Falmouth Service Center / Cape Cod Moms
Brenda Swain with local children: Ethan, Izzy, and Olivia.

I got an email today from Brenda Swain, the executive director of the Falmouth Service Center.  Ordinarily this wouldn’t surprise me.  Since I began to volunteer at Hand in Hand, the Thrift Shop whose profits support the Service Center, I’ve received regular emails that Brenda sends to the hundreds of volunteers who work with her.  

 

Her emails usually give us news about the programs at the Center and are always filled with appreciation and praise for our work.  But Brenda is on an extended medical leave because she was diagnosed with stage IV stomach cancer this summer.  She’s been open and honest with us about her diagnosis, and we all know she’s been having a rough time. So, I didn’t expect today’s email. In it she thanked us for our work, and expressed her comfort and confidence that the staff and volunteers will keep things running smoothly in her absence.  Meanwhile, all of us who’ve worked with Brenda are in awe of her accomplishments and her devotion to the community, and devasted by her illness.

A friend recently asked Brenda what it was that made her so focused on doing so much for the community.  Brenda had a simple answer.  “My religion,” she said.  “In the Jewish religion, we’re taught to do good deeds. The purpose of life is to improve the lives of others. That’s what I’ve always tried to do.”

And that’s exactly what she’s done.  Her projects at the Center have included not only feeding those in need, but providing education in nutrition, offering financial support and budget workshops, providing children with clothing and school supplies, as well as orchestrating holiday meals and gifts. A small but devoted staff, and hundreds of volunteers have worked with her. Many of them are members of the Falmouth Jewish Congregation. The same congregation which was targeted by a hate-filled stranger on the day after Yom Kippur who, in the darkness of night, left an Israeli flag spray-painted with a swastika and symbols of white supremacy in front of the synagogue.

● PROBLEM TO SOLVE: Reproduce everything in the Falmouth Service Center passage from "Falmouth Service Center /" down to "work with her.", word for word. The material after this passage comes from a different source.

● RECORD EXCERPTS:
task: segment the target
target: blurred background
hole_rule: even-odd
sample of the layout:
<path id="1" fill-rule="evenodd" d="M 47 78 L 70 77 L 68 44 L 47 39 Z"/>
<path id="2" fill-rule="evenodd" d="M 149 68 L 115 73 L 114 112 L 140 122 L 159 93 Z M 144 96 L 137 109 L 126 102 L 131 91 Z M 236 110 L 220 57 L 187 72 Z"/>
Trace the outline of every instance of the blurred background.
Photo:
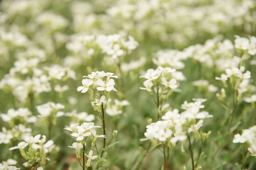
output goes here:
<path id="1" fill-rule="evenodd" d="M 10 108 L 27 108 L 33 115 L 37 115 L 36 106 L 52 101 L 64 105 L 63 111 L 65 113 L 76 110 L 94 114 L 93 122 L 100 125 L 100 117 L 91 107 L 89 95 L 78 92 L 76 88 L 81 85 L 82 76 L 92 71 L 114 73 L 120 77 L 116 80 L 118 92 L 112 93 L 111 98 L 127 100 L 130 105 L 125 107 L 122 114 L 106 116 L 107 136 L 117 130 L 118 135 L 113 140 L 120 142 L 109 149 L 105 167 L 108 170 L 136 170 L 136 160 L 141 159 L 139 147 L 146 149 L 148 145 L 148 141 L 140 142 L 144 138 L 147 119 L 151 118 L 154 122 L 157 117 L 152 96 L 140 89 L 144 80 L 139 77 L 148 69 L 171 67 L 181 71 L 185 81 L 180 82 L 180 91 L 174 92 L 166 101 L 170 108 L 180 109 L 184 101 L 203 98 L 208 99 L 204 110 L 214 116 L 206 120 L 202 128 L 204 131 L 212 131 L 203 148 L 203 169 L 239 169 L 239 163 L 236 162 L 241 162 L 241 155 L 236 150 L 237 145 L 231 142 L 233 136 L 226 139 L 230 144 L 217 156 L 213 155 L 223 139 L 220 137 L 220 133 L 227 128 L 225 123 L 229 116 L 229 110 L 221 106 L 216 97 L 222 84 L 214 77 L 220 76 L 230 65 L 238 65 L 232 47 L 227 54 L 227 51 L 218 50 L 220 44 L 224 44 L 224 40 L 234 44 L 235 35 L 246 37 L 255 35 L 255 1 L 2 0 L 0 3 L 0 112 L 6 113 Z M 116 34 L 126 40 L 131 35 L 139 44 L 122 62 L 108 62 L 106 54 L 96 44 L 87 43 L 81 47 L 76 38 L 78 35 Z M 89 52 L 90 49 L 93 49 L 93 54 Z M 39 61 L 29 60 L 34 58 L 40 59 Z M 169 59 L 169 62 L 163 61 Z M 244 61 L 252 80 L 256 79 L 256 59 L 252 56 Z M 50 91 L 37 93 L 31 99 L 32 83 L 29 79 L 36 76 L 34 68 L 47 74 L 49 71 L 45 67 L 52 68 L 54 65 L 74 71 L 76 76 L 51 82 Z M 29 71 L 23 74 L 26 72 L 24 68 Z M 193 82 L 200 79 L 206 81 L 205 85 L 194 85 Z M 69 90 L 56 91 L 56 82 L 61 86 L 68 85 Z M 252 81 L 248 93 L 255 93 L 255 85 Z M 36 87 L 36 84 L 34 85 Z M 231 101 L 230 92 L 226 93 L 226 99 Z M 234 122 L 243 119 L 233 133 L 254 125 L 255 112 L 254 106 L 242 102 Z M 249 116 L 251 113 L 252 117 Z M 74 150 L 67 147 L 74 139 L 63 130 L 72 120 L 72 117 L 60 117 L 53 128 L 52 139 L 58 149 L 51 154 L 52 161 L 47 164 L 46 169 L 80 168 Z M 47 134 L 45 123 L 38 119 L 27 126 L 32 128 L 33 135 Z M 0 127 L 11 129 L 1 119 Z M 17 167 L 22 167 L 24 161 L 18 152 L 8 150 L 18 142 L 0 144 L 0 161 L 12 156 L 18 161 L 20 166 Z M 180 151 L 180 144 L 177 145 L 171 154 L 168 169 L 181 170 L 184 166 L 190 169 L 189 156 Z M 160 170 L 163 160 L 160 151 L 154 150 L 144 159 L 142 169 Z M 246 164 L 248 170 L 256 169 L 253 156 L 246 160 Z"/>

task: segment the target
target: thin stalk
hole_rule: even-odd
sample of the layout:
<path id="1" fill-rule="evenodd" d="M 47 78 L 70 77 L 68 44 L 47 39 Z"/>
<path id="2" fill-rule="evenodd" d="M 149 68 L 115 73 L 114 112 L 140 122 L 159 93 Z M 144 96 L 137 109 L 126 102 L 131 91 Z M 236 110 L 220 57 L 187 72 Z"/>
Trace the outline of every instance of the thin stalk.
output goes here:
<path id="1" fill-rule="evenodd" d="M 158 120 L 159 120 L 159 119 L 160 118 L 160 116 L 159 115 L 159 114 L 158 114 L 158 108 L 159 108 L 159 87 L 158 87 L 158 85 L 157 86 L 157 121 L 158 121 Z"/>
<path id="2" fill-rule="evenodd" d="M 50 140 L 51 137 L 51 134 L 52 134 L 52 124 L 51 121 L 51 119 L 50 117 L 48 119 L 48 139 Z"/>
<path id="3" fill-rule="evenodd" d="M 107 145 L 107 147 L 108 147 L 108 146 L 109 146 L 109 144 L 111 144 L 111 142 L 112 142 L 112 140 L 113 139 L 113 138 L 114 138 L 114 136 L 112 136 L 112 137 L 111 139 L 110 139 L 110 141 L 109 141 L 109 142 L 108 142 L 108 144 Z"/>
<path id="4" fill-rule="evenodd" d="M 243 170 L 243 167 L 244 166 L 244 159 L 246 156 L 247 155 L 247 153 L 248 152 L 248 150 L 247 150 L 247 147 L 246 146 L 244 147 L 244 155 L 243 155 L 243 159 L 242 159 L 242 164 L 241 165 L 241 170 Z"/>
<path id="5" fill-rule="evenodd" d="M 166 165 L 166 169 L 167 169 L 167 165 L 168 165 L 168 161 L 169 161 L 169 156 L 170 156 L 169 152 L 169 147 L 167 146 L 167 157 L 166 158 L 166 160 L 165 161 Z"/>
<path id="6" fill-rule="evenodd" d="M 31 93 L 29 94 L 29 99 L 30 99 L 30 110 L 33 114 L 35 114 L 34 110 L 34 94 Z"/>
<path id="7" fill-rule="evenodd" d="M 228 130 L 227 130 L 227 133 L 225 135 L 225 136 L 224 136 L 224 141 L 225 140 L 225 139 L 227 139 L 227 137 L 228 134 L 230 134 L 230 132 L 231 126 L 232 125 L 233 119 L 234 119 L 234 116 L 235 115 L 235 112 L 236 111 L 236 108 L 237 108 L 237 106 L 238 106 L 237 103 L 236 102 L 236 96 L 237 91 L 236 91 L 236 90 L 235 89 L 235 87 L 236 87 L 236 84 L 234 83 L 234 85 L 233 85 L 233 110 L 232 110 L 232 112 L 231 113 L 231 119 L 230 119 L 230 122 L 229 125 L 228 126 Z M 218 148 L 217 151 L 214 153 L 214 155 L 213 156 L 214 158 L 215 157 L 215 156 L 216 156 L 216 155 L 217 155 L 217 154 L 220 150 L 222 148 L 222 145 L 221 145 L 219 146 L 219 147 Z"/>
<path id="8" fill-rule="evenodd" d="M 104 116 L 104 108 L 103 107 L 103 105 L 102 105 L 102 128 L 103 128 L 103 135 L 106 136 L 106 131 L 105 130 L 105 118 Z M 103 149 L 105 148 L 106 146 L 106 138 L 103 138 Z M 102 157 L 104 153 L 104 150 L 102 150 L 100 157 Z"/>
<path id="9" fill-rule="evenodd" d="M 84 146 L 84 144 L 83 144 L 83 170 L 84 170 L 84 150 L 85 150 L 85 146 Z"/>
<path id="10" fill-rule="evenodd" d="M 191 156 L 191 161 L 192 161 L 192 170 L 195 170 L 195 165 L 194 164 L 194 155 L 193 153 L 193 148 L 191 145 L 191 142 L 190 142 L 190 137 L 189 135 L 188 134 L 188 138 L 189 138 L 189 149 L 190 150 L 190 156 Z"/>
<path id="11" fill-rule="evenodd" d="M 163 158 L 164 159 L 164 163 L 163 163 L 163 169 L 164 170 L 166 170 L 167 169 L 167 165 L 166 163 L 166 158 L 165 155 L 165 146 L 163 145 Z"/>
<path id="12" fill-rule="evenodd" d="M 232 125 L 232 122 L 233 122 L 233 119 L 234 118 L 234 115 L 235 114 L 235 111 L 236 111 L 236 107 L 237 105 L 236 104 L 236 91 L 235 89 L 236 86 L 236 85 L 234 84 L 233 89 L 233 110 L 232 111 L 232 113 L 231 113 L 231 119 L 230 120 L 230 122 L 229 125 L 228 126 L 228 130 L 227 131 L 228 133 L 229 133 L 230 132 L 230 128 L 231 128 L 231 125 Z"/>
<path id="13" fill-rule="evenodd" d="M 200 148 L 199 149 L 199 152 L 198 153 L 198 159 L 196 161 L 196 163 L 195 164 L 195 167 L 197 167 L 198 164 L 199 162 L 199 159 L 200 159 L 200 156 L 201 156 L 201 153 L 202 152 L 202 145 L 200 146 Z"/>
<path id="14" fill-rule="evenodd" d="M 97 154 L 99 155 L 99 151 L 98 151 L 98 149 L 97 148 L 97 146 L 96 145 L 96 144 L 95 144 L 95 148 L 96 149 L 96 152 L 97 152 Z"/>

● OUTPUT BELOW:
Falmouth Service Center / Cape Cod Moms
Brenda Swain with local children: Ethan, Izzy, and Olivia.

I got an email today from Brenda Swain, the executive director of the Falmouth Service Center.  Ordinarily this wouldn’t surprise me.  Since I began to volunteer at Hand in Hand, the Thrift Shop whose profits support the Service Center, I’ve received regular emails that Brenda sends to the hundreds of volunteers who work with her.